◆ Problemas y tareas:
• a. Copia el fragmento de texto a partir de las palabras "La investigación judicial" y termina después de "U.2 Villa Devoto.", sustituyendo "jueces" por "magistrados".
• b. Según el fragmento de texto, ¿durante cuánto tiempo ardió el pabellón?

◆ Fragmento de texto:

Entre llamas, humo negro alquitranado y disparos, algunos se desmayaron y al menos dos se suicidaron frente a todos. En el baño había una pileta con agua estancada y los presos se mojaban unos a otros. Algunos se tiraron al piso envueltos en toallas húmedas. Cuando algún recluso trataba de tomar aire por las ventanas que dan a la calle Nogoyá, recibía una ráfaga de disparos desde el exterior. Los vecinos de Villa Devoto no solo vieron brotar llamas por esas ventanas, sino también escucharon los gritos y los disparos. Las autoridades del penal no permitieron el ingreso de los bomberos y el pabellón ardió por dos horas, hasta que el fuego se extinguió solo. Habían cortado el agua y adentro no había extintores.
Solo entonces los penitenciarios dieron la orden a los sobrevivientes de salir de a tres. Se les ordenó bajar corriendo tres pisos mientras los golpeaban, hasta los calabozos de castigo. Se supone que en esta carrera de muerte murieron otros quince. No hubo ningún tipo de atención médica a los sobrevivientes: con enormes ampollas, úlceras y miembros deformados por el fuego, fueron confinados en celdas de 1,80 m por 60 cm. Como era día de visita, las familias se fueron agolpando en las afueras del penal y frente a los rumores de desastre, las autoridades dispusieron que un agente, detrás de una minúscula ventana, gritara apellidos de internos y la palabra «muerto» u «Hospital», lo que produjo desmayos y colapsos de todo tipo.
La investigación judicial fue rápida y falsa. El 30 de junio de 1979 fueron sobreseídos todos los implicad en el «motín, intento de fuga e incendio autoprovocado». Dice Elías Neuman en su libro Crónica de las muertes silenciadas que «ese día la mayoría de los jueces no se movieron de sus despachos mientras los detenidos bajo su jurisdicción se morían carbonizados». Ni por ese entonces ni en las siguientes cuatro décadas, se procesó o sentencio a alguna autoridad penitencial de la U.2 Villa Devoto.
En la lista de muertos del expediente está, con el número 49, «el petiso» Ariel Colavini. Una última indignidad fue que el 28 de marzo de 1978, cuando llevaba muerto dos semanas, la Corte Suprema de Justicia le confirmó la sentencia por considerar que estaba detenido en forma correcta, ya que el acto de fumar marihuana no se era un acto individual. Este fallo sentó jurisprudencia en la justicia argentina, señalando que las drogas tienen una «influencia deletérea» que excede el vicio individual, lleva a la delincuencia común y subversiva, a la degeneración de los valores espirituales y a la destrucción de la familia.

◆ Extracto de datos:

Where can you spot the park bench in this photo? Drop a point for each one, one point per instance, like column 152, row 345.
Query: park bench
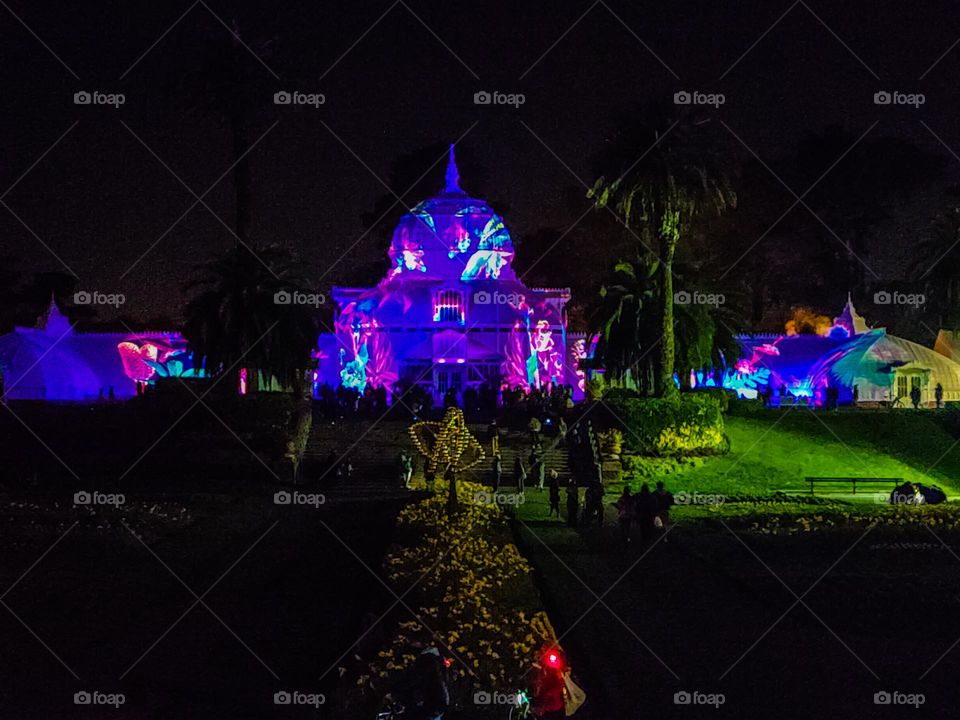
column 854, row 481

◆ Ejercicios resueltos:
• a.
La investigación judicial fue rápida y falsa. El 30 de junio de 1979 fueron sobreseídos todos los implicad en el «motín, intento de fuga e incendio autoprovocado». Dice Elías Neuman en su libro Crónica de las muertes silenciadas que «ese día la mayoría de los magistrados no se movieron de sus despachos mientras los detenidos bajo su jurisdicción se morían carbonizados». Ni por ese entonces ni en las siguientes cuatro décadas, se procesó o sentencio a alguna autoridad penitencial de la U.2 Villa Devoto.

• b. Ardió durante dos horas, hasta que el fuego se extinguió solo.